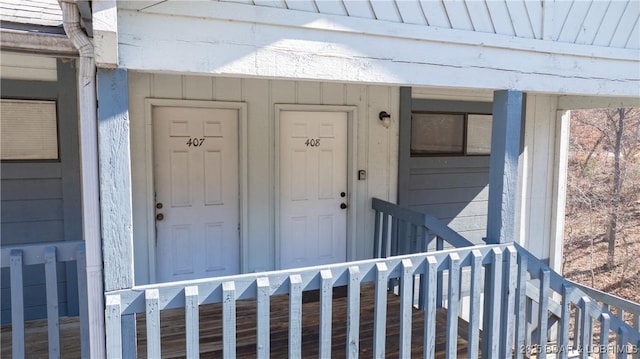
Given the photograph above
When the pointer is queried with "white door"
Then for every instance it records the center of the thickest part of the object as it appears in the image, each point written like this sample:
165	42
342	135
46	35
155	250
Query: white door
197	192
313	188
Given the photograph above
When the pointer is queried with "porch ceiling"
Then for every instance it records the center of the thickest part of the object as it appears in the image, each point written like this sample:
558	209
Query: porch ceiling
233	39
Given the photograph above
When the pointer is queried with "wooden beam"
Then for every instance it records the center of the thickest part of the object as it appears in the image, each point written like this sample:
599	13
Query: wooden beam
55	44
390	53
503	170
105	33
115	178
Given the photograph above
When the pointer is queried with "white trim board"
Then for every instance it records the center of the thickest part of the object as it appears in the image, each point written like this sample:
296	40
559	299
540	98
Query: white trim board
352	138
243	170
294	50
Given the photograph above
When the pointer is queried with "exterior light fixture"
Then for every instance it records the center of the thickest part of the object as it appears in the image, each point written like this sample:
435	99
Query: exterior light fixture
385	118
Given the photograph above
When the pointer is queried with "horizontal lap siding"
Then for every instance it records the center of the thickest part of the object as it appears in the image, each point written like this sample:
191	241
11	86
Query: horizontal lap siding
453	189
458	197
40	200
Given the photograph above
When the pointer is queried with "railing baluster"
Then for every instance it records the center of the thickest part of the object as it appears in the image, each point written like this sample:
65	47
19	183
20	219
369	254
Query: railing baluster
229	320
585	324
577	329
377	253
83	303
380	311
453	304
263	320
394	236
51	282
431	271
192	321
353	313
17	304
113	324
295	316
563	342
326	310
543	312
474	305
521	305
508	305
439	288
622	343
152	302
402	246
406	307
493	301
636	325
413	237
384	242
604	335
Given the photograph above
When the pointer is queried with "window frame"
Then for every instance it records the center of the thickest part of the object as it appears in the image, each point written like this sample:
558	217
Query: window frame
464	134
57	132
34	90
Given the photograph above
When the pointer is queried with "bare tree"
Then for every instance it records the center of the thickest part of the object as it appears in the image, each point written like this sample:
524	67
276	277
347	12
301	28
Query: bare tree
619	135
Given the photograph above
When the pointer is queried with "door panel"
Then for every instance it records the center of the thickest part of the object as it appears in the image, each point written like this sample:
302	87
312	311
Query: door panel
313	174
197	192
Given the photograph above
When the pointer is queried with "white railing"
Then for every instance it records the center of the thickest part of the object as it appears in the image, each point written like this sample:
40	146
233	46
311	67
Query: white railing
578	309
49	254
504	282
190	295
* * *
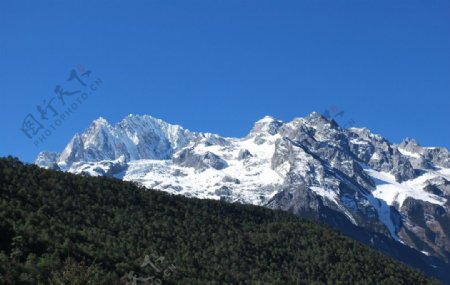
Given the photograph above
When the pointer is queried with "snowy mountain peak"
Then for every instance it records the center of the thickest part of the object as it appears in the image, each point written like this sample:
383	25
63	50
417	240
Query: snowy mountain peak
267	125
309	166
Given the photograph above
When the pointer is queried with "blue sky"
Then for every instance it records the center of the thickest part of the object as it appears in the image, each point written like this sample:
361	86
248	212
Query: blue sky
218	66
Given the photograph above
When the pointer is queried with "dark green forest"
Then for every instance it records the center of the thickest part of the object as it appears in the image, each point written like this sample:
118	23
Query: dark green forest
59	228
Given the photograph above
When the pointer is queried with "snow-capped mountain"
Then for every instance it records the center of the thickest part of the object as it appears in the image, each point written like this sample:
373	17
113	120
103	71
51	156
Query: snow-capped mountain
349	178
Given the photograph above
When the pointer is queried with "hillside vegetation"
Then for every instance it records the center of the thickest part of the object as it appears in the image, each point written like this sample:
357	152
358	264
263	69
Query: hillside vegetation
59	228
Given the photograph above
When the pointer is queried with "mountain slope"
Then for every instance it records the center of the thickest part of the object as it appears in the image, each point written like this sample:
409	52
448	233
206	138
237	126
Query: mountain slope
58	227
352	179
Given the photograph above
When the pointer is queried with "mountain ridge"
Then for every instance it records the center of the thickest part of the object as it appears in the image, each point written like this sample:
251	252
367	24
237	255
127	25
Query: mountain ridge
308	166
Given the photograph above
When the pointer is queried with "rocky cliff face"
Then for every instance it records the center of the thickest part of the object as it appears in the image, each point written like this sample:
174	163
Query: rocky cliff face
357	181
==
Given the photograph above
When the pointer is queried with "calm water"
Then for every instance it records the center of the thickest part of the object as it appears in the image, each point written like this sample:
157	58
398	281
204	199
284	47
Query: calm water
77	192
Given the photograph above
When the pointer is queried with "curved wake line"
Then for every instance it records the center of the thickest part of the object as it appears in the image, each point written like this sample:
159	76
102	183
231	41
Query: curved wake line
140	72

→ EXERCISE
How many lines of the material above contain the string "slope"? Give only the number.

→ FULL RESPONSE
2